- Provided text
Start

OS X isn't bad, but, like Windows, it's got some issues, and its microkernel heritage are part of it. There is no good reason to use a microkernel, if starting from scratch.

SecurityTheatre · Nov 25, 2013

Red Squirrel said:
Actually it could be that way too, in higher performance systems you could have a card where you put your own chips, and there would be a chip standard too. I never really considered the distances, I guess when it comes to today's clock speeds and performance distances actually does matter, so chances are what you'd end up with is typically 1 card would be the "system" (what is today a motherboard) and then the other slots would be expansion for other stuff like hard drives and so on.

If you want hyper-modular, you will need to find ways to make the components very small, or you sacrifice some speed in making them modular.

Your big modular system sounded like some of the new higher-end blade platforms, however. You should check out Nutanix (I think that's the spelling). They have something very similar to what you said.

Zodiark1593 · Nov 26, 2013

SecurityTheatre said:
If you want hyper-modular, you will need to find ways to make the components very small, or you sacrifice some speed in making them modular.

Your big modular system sounded like some of the new higher-end blade platforms, however. You should check out Nutanix (I think that's the spelling). They have something very similar to what you said.

End

- Instruction 1
Do these statements agree with the forum thread? Answer yes or no for each, quoting the words that decide it. (a) A microkernel is worth using when starting from scratch. (b) Modular components cost some speed unless they are made very small. (c) Nutanix is suggested as having something similar to the big modular system described.
The forum thread and the entries are unrelated.

- Material provided
Start

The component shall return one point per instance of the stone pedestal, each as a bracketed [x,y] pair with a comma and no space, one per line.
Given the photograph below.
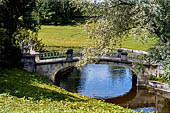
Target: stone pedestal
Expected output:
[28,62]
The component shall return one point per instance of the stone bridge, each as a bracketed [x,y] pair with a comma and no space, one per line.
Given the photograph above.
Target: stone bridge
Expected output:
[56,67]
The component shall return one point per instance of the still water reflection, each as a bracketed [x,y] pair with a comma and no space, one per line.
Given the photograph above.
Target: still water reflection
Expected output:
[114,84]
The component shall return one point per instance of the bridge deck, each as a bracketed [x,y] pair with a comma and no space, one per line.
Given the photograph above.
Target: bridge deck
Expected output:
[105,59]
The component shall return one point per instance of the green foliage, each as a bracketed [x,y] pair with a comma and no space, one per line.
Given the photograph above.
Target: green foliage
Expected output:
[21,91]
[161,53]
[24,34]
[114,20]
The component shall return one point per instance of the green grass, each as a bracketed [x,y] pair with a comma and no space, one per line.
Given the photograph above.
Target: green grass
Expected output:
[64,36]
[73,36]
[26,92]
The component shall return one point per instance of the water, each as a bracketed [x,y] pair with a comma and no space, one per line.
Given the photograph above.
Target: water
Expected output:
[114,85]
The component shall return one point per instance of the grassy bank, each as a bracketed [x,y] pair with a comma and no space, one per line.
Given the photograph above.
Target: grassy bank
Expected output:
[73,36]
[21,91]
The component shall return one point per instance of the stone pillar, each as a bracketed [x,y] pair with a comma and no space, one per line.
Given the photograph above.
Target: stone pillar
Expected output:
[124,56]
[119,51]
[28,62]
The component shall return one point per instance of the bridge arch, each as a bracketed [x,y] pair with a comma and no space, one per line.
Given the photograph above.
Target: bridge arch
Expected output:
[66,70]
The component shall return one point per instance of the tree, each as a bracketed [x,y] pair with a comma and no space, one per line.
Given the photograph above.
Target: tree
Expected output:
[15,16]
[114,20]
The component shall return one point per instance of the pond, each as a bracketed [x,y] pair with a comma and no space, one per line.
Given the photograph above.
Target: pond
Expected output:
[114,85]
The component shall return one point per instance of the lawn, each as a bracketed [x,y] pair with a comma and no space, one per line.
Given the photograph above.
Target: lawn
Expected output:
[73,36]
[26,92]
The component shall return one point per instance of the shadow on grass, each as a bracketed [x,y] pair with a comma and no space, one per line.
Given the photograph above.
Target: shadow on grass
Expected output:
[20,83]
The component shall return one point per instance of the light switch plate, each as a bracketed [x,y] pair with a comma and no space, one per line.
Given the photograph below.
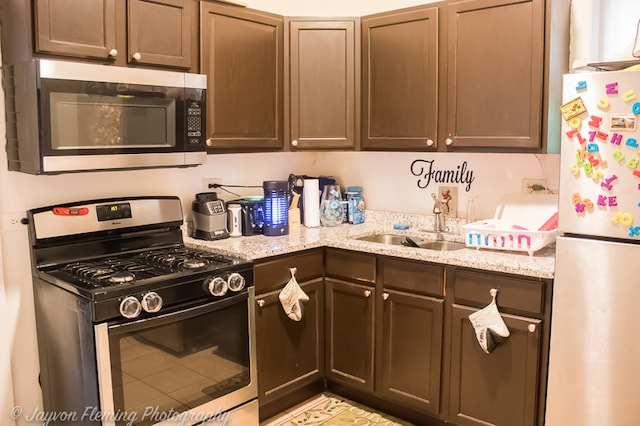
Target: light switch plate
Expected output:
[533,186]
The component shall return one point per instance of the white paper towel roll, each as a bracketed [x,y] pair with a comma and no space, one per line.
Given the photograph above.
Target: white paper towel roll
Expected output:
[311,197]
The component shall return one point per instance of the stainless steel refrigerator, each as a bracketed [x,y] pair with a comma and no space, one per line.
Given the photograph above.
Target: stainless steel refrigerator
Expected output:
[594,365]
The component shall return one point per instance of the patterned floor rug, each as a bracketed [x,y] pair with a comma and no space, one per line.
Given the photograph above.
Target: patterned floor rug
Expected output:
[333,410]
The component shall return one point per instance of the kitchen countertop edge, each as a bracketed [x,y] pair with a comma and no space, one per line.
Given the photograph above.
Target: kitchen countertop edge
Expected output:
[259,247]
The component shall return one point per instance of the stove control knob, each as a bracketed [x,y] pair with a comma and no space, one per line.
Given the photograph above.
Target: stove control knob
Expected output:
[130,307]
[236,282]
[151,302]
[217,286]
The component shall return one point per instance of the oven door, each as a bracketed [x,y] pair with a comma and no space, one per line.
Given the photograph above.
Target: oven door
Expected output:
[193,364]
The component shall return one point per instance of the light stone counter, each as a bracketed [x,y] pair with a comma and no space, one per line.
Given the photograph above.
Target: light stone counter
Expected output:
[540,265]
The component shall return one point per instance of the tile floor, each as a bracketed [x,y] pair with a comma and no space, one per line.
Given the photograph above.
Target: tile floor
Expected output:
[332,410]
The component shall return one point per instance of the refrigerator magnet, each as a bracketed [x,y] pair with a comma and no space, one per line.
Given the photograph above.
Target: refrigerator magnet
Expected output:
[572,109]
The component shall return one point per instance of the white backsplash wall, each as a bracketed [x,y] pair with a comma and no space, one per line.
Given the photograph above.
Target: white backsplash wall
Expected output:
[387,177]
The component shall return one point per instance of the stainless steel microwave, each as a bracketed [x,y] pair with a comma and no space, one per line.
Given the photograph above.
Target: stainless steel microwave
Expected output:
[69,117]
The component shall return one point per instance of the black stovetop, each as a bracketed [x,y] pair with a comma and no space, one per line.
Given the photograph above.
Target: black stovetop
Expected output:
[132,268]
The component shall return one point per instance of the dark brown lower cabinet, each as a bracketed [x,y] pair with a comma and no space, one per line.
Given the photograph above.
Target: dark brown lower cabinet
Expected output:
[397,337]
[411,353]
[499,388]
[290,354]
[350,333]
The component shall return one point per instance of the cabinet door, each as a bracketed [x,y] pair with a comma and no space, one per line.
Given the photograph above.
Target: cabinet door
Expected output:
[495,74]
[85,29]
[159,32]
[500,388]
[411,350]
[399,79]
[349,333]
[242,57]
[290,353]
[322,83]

End

- Instruction 2
Could you lay out the stretch of entries from the line containing "The component shall return one point per instance of the cabinet" through the end of the entries as a two-column CSV with the columns request and points, one row per request? Put each request's text and its answer in one quoted field each, turning line breaks into spaces.

- Full solution 1
(a) No: "There is no good reason to use a microkernel, if starting from scratch."
(b) Yes: "you will need to find ways to make the components very small, or you sacrifice some speed in making them modular."
(c) Yes: "You should check out Nutanix (I think that's the spelling). They have something very similar to what you said."

- Full solution 2
request,points
"The component shall return one point per instance of the cabinet door, each as a bracketed [x,y] pair with a comma and no space, one per line. Given the photograph above. Target: cabinet door Expected output:","[495,74] [85,29] [159,32] [500,388] [411,350] [399,79] [349,333] [242,57] [290,353] [322,83]"